■ What you need to do
Could you return all of the entries below word for word, leaving out the pictures?

----

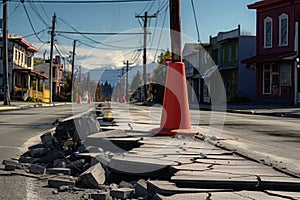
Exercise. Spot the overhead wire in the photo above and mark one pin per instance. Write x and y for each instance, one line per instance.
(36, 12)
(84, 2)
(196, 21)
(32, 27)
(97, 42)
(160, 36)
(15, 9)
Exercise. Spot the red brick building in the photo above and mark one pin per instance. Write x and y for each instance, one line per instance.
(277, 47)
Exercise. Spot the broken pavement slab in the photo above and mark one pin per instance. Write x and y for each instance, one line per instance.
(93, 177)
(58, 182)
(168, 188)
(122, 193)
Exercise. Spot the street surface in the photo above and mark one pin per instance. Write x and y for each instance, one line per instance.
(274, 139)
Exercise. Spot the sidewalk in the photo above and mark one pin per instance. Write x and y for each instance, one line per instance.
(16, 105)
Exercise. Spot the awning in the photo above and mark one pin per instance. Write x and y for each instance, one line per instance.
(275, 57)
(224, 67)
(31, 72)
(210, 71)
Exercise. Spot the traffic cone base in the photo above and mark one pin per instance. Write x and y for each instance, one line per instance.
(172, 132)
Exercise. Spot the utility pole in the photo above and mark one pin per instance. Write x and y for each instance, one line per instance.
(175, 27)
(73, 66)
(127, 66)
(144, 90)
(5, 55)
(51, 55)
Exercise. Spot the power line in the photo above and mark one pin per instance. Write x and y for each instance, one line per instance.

----

■ Response to this exercise
Exercise. Spot the overhead wire in the photo above and mark one pin per instance. Write x and y for each instance, one line per instance.
(36, 12)
(84, 2)
(196, 21)
(32, 27)
(97, 42)
(160, 36)
(15, 9)
Exercise. Spot the red brick building in the photo above and mark one pin per instance. Write x and y for each instance, one line per instance.
(277, 47)
Exercise. Spot the broken pavement slab in the photo above and mark one pin per instance. Write x and y for each instance, one line per instance.
(93, 177)
(58, 182)
(168, 188)
(122, 193)
Exercise. Spot the street surface in the photo above and mark one pin per instance. Write x and y for each instance, one line per instance.
(274, 139)
Exercise. Spot the sidewalk in the photo above and mark one pin per instance. Write x and y for each instance, one line per instance.
(16, 105)
Exercise. Spot the awning in the photo above and mark one pin per instance. Write x and y for each instance, one line per instance.
(275, 57)
(224, 67)
(31, 72)
(210, 71)
Exercise. Spot the traffic cone base in the photo above and mark one pin per instance. Write x and y for each instance, one line per instance.
(172, 132)
Exercise. Spot the utility pole in the photo above and mark one pin per instance. Write x and y for each instance, one line per instance.
(175, 27)
(73, 66)
(127, 66)
(144, 90)
(5, 55)
(51, 55)
Exercise. Spot the power line in the photo above and mark one pin per instance. Write x and y for each instance, one line per instance.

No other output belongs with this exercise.